Texte fourni:
....................
Attention. Kap Bambino fonce droit sur vous, tel un bolide punk-rock lancé à pleine vitesse. Contrairement à la plupart des assauts rock sans foi ni loi, celui-ci ne puise pas son énergie dans des guitares, ni dans un quelconque instrument de musique, d’ailleurs. Cette éruption puissante de dissonances frénétiques, de beats d’un autre monde qui arrivent comme un direct du droit, et d’incantations félines, le duo Bordelais, Caroline Martial et Orion Bouvier, l’a obtenu en domestiquant l’énergie de groupes dissipés comme Suicide ou Nirvana, pour les passer ensuite dans leurs moulinettes de sampleurs, claviers et autres modules informatiques.
Sur scène, le manifeste de Kap Bambino est clair : un mélange de libération et d’abandon, tout ça au nom de l’amour, ou encore une énorme fosse à pogo nouvelle génération où le simple badaud est livré à un cyclone de membres dispersés, d’enthousiasme débridé et de comportements simplement débiles. « Ça peut paraître cliché », dit Caroline en souriant, « mais tout ce qu’on fait, on le fait comme si c’était la dernière fois. Chaque concert, le dernier. Chaque morceau qu’on enregistre, pareil. Chaque avion qu’on prend, on part du principe qu’il s’écrasera. Je pense que c’est ce qui fait la spécificité de notre musique ».
Quand ces deux-là se sont rencontrés dans une fête en 2001, il y a eu une connexion immédiate et intrinsèque que Caroline décrit joliment comme « de l’électricité ». Ils suivaient chacun de leur côté des chemins très similaires : de mauvais groupes de punk hardcore, de la philosophie de comptoirs, et des expériences timides du côté du « noisetronica* ». Après avoir comparé leurs notes étrangement similaires, il est devenu évident qu’ils étaient destinés à unir leurs forces et à enfin commencer à mettre des projets sur pied. Ce fut d’abord leur label Wwilko, qui abrite depuis plus de huit ans un nombre impressionnant de groupes de libre-penseurs électros de formes diverses, et enfin, Kap Bambino. Caroline a mis un moment à convaincre Orion de la laisser pousser ses cris sur les déferlantes de sons apocalyptiques qu’il sortait de son laptop.
Suivirent de nombreux maxis, des singles, un album et d’innombrables concerts chaotiques d’électronique « noise-pop love-punk ». Il y eut « Love » (1er maxi), leur premier délit commun en 2002, où les hurlements à la mort de Caroline étaient étouffés par des distorsions paralysantes, et les pistes d’Orion déchiquetées par une intensité métallique digne du « grindcore »**. Puis le pétage de plombs de la locomotive “Zero Life, Night Vision“ (leur 1er album) en 2006, qui les a introduits dans le giron de la culture « noisy-rave » avec pour apogée la compilation “Digital Penetration“ de Alt Delete. Ils sont passés comme un fléau sur l’Europe, l’Amérique et le Japon avec leurs légendaires concerts qui déclenchent des émeutes, tout en récoltant des hommages dithyrambiques de la presse, comme le NME, Dazed&Confused, Another Magazine, ou Dummy.
....................
Consigne: Recopiez mot pour mot le passage du texte sur Kap Bambino qui commence par « Suivirent de nombreux » et se poursuit jusqu'à « Magazine, ou Dummy. ».
....................
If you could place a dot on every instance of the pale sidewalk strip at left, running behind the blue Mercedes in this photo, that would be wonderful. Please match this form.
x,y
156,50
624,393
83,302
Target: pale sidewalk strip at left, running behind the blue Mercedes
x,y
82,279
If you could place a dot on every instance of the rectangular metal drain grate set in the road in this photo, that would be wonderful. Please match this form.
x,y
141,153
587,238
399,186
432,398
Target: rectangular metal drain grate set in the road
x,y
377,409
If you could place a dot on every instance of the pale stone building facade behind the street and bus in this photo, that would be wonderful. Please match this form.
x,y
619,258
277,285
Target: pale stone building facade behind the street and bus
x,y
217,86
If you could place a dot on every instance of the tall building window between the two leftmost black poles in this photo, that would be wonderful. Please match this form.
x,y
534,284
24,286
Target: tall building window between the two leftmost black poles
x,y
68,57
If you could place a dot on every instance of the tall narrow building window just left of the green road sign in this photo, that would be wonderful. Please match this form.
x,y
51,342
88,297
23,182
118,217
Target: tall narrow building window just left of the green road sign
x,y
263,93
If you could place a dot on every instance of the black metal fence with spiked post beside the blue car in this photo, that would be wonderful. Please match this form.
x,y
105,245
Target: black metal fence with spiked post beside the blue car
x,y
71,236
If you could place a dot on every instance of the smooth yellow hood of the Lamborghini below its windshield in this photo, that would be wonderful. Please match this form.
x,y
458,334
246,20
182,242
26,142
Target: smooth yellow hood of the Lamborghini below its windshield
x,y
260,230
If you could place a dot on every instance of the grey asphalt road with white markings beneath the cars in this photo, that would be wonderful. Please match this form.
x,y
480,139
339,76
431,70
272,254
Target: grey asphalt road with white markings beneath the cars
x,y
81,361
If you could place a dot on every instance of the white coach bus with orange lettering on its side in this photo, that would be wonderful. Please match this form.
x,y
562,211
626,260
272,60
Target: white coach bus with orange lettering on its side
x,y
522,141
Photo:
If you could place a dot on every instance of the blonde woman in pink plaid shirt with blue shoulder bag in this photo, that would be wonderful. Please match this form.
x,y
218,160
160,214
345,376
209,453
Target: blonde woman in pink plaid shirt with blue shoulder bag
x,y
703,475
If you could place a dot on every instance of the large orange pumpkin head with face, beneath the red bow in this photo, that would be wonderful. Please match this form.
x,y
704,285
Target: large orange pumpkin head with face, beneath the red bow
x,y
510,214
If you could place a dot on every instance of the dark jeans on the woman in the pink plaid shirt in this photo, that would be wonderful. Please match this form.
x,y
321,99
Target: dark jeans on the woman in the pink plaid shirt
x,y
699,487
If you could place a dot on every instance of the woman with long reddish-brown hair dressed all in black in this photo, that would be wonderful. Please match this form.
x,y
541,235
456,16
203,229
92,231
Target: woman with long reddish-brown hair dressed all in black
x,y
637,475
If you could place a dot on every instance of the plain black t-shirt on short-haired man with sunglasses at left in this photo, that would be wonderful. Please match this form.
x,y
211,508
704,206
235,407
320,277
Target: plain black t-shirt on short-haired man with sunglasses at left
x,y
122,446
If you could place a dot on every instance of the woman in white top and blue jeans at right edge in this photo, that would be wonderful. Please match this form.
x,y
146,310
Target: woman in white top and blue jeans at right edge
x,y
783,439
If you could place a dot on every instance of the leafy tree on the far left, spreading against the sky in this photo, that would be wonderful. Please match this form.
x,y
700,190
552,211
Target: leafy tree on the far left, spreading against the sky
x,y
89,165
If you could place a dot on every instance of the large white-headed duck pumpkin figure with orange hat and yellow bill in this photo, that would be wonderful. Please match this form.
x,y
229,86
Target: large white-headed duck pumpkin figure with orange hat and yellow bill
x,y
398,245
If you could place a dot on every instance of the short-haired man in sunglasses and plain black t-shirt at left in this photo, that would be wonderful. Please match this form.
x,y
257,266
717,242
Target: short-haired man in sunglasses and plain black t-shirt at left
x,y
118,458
....................
Réponse:
Suivirent de nombreux maxis, des singles, un album et d’innombrables concerts chaotiques d’électronique « noise-pop love-punk ». Il y eut « Love » (1er maxi), leur premier délit commun en 2002, où les hurlements à la mort de Caroline étaient étouffés par des distorsions paralysantes, et les pistes d’Orion déchiquetées par une intensité métallique digne du « grindcore »**. Puis le pétage de plombs de la locomotive “Zero Life, Night Vision“ (leur 1er album) en 2006, qui les a introduits dans le giron de la culture « noisy-rave » avec pour apogée la compilation “Digital Penetration“ de Alt Delete. Ils sont passés comme un fléau sur l’Europe, l’Amérique et le Japon avec leurs légendaires concerts qui déclenchent des émeutes, tout en récoltant des hommages dithyrambiques de la presse, comme le NME, Dazed&Confused, Another Magazine, ou Dummy.